SOURCE MATERIAL START
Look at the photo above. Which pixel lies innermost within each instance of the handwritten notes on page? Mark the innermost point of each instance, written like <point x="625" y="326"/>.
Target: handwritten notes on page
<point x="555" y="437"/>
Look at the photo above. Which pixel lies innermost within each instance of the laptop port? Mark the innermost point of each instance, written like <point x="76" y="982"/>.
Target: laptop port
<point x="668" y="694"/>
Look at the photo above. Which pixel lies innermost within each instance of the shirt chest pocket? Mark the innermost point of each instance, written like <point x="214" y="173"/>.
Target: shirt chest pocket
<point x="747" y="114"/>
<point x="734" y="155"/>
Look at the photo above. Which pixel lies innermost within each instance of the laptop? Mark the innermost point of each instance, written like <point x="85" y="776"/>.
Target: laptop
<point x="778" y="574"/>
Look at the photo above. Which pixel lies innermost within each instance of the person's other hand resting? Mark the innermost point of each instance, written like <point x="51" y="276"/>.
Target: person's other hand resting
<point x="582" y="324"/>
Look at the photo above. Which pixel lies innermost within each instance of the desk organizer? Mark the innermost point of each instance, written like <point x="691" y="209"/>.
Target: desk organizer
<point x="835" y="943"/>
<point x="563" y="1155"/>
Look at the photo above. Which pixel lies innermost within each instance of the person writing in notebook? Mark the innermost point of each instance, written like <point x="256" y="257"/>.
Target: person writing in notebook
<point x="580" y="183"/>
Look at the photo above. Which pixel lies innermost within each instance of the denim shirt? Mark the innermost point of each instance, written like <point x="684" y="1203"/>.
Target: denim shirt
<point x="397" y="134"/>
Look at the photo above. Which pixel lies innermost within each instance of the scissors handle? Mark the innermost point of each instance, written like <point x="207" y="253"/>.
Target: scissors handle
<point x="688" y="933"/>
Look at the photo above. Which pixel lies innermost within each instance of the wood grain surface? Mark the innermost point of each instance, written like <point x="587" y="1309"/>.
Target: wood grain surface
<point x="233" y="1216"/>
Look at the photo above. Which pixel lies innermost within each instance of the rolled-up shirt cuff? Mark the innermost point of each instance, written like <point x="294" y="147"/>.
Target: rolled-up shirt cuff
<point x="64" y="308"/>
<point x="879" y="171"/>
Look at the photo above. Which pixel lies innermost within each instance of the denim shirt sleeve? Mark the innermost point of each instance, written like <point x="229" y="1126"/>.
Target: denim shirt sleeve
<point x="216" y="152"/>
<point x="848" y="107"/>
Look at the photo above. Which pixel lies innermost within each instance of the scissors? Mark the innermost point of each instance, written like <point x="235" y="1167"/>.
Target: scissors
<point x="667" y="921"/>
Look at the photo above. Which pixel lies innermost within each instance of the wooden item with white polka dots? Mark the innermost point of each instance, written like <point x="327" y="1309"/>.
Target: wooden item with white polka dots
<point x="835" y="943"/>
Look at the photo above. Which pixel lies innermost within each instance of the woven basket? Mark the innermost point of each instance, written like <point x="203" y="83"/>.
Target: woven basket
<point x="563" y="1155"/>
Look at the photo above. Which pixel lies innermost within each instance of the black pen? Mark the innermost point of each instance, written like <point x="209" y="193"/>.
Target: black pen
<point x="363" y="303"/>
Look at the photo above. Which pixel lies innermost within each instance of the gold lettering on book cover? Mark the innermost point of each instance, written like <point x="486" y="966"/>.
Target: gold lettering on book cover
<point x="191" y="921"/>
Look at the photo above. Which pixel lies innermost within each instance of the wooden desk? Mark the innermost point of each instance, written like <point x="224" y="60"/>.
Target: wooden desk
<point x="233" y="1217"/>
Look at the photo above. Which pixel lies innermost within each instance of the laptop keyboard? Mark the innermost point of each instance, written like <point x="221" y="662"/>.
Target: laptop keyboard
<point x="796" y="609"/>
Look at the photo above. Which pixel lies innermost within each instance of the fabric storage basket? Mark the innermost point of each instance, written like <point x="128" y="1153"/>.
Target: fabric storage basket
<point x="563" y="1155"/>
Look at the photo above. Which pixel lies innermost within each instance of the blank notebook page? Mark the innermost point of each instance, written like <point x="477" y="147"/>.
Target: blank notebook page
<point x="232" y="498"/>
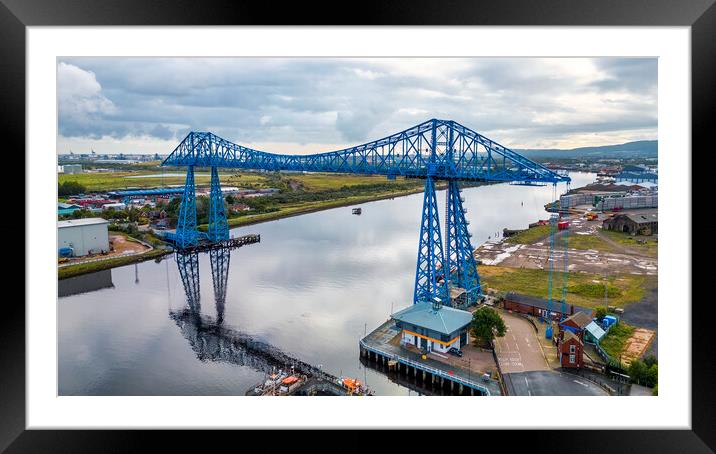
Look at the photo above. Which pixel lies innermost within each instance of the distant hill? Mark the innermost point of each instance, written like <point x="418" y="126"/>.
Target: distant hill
<point x="638" y="149"/>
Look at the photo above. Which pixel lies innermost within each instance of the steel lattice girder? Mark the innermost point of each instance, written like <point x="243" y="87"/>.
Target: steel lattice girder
<point x="454" y="151"/>
<point x="186" y="233"/>
<point x="552" y="228"/>
<point x="188" y="264"/>
<point x="565" y="270"/>
<point x="218" y="225"/>
<point x="459" y="251"/>
<point x="220" y="259"/>
<point x="431" y="259"/>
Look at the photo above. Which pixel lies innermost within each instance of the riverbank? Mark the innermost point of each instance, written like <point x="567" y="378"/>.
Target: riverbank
<point x="99" y="265"/>
<point x="312" y="207"/>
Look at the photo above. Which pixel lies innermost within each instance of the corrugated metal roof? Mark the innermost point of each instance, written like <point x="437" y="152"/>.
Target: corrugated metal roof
<point x="446" y="320"/>
<point x="595" y="330"/>
<point x="78" y="222"/>
<point x="581" y="319"/>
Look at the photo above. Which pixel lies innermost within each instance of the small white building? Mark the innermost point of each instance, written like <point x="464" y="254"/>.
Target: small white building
<point x="429" y="329"/>
<point x="84" y="236"/>
<point x="119" y="206"/>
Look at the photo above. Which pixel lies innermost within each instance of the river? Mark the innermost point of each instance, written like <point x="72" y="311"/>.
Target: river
<point x="311" y="288"/>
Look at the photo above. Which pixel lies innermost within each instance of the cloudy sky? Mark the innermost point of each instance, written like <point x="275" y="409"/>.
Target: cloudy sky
<point x="147" y="105"/>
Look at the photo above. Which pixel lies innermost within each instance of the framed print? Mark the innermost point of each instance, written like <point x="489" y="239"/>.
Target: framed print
<point x="407" y="219"/>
SOURCE MATERIAL END
Taking the lines above, repeat exactly those from the line that contains "the laptop port?" through the line that contains "of the desk", and both of those lines as well. Include nothing else.

--- RESULT ---
Look at the photo above. Which pixel lies innermost within each instance of the laptop port? Mark the innermost point of each instance, written like <point x="76" y="982"/>.
Target: laptop port
<point x="668" y="694"/>
Look at the photo above. Which pixel lies innermost within each instance of the shirt chest pocket? Mark the innermost point of each instance, written like <point x="214" y="173"/>.
Target: shirt chest pocket
<point x="747" y="114"/>
<point x="734" y="155"/>
Look at the photo above. Which pixel lies innermost within each instance of the laptop? Mark the innermost point of each instance, written like <point x="85" y="776"/>.
Target: laptop
<point x="778" y="574"/>
Look at the photo above. Which pixel lies innermost within each instance of the person's other hand resting? Mark the innermost point of each instance, written like <point x="51" y="276"/>.
Target: person's other hand resting
<point x="582" y="324"/>
Look at the photo above. Which pixel lies innermost within each instance of the desk organizer? Mark the innermost point of each instance, written like <point x="691" y="209"/>.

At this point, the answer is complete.